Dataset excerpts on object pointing
------------------------------------
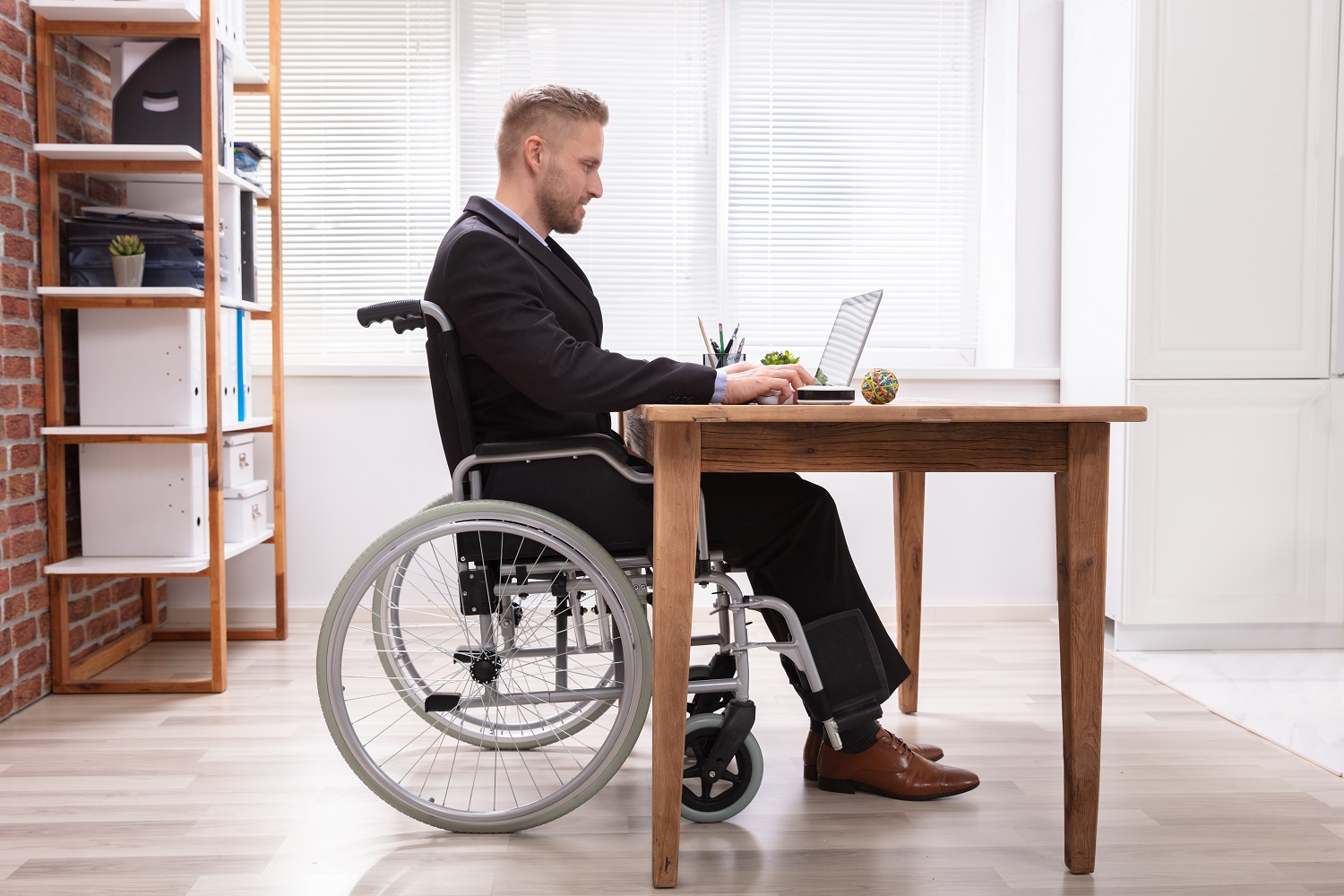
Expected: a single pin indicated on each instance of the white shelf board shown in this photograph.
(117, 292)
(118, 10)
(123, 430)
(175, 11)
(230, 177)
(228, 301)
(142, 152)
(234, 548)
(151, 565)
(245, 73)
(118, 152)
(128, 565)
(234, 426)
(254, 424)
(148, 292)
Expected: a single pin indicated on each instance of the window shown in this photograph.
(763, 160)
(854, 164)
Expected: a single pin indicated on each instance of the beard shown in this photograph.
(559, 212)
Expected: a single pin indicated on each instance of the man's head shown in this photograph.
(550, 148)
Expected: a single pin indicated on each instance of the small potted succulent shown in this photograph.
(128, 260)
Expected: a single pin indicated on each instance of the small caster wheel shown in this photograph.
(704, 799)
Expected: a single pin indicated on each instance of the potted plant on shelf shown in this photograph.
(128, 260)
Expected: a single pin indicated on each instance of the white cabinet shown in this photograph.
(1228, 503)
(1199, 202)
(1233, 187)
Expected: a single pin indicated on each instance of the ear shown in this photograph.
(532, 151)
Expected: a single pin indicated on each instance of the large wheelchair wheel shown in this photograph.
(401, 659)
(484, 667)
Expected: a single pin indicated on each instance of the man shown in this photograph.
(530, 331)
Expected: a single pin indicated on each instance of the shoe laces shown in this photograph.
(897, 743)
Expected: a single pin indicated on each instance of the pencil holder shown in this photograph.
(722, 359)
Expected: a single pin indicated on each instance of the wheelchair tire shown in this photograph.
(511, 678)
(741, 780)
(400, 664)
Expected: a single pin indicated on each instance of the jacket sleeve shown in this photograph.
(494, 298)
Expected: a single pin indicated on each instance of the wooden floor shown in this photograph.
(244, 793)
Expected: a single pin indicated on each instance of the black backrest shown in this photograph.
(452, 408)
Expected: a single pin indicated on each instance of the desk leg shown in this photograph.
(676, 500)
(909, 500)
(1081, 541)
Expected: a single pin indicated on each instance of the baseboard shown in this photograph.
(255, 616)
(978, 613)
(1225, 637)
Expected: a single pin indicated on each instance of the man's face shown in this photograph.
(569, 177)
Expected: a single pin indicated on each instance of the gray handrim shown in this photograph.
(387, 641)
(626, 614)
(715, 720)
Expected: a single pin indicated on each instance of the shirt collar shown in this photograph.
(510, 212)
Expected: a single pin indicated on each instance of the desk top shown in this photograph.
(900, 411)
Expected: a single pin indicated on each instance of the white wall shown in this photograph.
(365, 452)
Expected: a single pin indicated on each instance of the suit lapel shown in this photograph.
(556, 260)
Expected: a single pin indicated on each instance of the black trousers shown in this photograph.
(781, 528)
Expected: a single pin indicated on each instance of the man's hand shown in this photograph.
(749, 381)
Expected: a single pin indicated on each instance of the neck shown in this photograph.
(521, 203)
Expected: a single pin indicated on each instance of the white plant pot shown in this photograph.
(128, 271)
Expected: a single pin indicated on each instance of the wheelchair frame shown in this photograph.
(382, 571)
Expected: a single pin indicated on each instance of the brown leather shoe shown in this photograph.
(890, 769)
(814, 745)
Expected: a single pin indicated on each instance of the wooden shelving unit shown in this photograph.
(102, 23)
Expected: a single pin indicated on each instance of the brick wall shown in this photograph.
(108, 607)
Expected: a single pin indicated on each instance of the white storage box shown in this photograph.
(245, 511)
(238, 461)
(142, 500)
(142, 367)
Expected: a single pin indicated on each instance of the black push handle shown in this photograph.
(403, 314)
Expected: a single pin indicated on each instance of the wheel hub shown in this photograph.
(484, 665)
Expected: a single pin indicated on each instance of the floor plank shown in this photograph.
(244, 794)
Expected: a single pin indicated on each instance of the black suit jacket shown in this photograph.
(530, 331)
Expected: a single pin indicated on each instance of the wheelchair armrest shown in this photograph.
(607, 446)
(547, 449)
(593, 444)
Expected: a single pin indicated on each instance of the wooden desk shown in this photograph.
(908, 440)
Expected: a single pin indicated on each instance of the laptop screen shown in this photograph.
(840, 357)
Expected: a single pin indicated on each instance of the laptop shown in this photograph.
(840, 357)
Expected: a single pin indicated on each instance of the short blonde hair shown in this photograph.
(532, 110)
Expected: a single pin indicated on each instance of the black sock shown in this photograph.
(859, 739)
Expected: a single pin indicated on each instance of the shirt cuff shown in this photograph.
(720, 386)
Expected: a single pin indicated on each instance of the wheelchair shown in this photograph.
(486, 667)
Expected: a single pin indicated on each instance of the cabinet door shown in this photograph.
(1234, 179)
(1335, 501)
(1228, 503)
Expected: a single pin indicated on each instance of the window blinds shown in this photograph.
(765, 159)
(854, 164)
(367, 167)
------------------------------------
The task: Please write out the stretch of the data from the line containing "blinds shown in this photograph." through the end of the data, keeping every line identical.

Answer for this exercise:
Expected: a single pin indicated on each instance of the window blinds shown in this photograph.
(765, 159)
(854, 164)
(367, 167)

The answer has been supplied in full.